-------- Records

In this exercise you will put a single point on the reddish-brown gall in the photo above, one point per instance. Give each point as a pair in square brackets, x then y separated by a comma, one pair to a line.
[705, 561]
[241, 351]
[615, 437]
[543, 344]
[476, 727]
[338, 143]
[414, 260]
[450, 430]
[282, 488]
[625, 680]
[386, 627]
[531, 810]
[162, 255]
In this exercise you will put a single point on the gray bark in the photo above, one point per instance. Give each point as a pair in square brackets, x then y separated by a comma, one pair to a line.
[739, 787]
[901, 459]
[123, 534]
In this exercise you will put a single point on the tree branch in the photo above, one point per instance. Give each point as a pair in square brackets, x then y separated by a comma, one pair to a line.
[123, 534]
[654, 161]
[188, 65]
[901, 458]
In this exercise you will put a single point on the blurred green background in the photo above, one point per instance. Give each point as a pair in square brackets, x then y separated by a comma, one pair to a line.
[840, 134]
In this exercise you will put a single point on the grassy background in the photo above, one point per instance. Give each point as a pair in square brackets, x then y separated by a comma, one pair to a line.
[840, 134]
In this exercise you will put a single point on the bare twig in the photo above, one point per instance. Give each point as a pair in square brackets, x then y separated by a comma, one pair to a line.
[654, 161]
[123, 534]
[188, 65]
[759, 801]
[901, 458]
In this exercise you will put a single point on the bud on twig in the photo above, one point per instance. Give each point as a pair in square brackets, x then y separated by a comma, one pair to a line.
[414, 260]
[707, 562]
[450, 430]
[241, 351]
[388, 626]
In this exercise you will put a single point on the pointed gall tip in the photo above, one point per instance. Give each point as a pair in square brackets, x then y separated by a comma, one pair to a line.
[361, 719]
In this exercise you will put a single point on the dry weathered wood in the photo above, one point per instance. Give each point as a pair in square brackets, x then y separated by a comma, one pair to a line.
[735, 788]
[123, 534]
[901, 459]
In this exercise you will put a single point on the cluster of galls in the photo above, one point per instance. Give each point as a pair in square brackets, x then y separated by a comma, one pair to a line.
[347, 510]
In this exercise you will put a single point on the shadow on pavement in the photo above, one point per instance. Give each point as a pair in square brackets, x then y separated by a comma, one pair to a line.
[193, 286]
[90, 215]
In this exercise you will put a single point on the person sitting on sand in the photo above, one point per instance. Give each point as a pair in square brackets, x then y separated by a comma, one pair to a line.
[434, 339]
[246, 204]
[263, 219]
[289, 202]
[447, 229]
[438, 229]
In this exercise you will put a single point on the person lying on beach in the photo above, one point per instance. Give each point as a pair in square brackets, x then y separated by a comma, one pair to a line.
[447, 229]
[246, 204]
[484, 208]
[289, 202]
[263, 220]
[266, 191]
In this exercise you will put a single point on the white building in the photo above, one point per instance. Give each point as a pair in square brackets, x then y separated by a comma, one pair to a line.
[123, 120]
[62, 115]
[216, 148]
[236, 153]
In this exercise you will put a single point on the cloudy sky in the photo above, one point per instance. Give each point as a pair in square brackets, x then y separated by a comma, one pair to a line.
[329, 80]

----------------

» Problem to work on
Set down all of the entries again, keeping every line exactly as it is.

» Solution for this problem
In this exercise you will put a single point on the reddish-brown gall in the photo above, one point per instance. Give each point as a pair in square brackets, x then y separated by a comma, one pair to a line.
[705, 561]
[241, 351]
[615, 437]
[543, 344]
[476, 727]
[338, 143]
[414, 260]
[450, 430]
[282, 488]
[625, 680]
[386, 627]
[531, 810]
[162, 255]
In this exercise you will put a single point on the gray bark in the photo above, one point per instance. Give each point as a pair in square brackets, x then y separated by a comma, one pair to a line.
[739, 787]
[901, 459]
[123, 534]
In this exercise you will put a single point on the tree branch in the photo above, one point per instance. Give each point as a pair in square brackets, x then y separated by a comma, one pair to a line.
[123, 534]
[654, 161]
[188, 65]
[901, 458]
In this exercise you will put a single point on the blurred green background in the photo above, one point per instance. Give each point as a pair in square brackets, x then y separated by a comma, one pair to a line.
[840, 134]
In this exercise you will put a single point on the grassy background in the photo above, one point per instance. Give each point as a pair in square brackets, x then y separated by a comma, one pair to a line.
[840, 134]
In this exercise you will put a single point on the bare twig in the photo above, one point per instance. Give each point as a pair in square brackets, x then y separated by a comma, one pair to a line.
[654, 161]
[123, 534]
[188, 65]
[759, 801]
[901, 458]
In this exercise you will put a single point on the bud on twig in the photo above, one point per instance. Give each point as a pair in square brackets, x then y separated by a comma, one pair to a line.
[414, 260]
[707, 562]
[450, 430]
[241, 351]
[388, 626]
In this exercise you will put a single point on the pointed gall tip in the photo above, one point per instance. Give each point as a pair in square brackets, x then y separated by a comma, one pair to a line.
[361, 719]
In this exercise you will put a single point on the dry weathered wood in the photo above, one point per instance. Give each point as a pair in square brackets, x then y separated by a comma, one pair to a line.
[735, 788]
[123, 534]
[901, 459]
In this exercise you will put a single point on the cluster of galls in the photo above, one point per instance. Give each point as a pair in square brackets, x then y separated by a comma, one pair to a line.
[347, 510]
In this exercise you will put a single point on the shadow on pavement in the photo above, one point per instance. Give each point as a pair in square brackets, x then y separated by a comma, one pair to a line.
[193, 286]
[90, 215]
In this exercise you will put a single point on the person sitting on sand in the photo above, one point per instance. Give each point as a pair in square brackets, x then y separated by a comma, one pair to a line.
[434, 339]
[246, 204]
[263, 219]
[289, 202]
[447, 229]
[438, 229]
In this exercise you will put a single point on the person lying on beach in the photo above, one point per instance. Give each point as a pair in square brackets, x then y separated by a comma, one pair to a line.
[447, 229]
[246, 204]
[484, 208]
[289, 202]
[263, 220]
[266, 191]
In this exercise you will put a single point on the white building in the photo above, one point per instance. Give each point as a pair in square brackets, x then y separated by a comma, one pair to a line.
[123, 120]
[62, 115]
[216, 148]
[236, 153]
In this exercise you will put a single point on the cloudy sky in the photo above, one point per instance. Give each point as a pair in square brackets, x then y separated by a comma, one pair to a line.
[329, 80]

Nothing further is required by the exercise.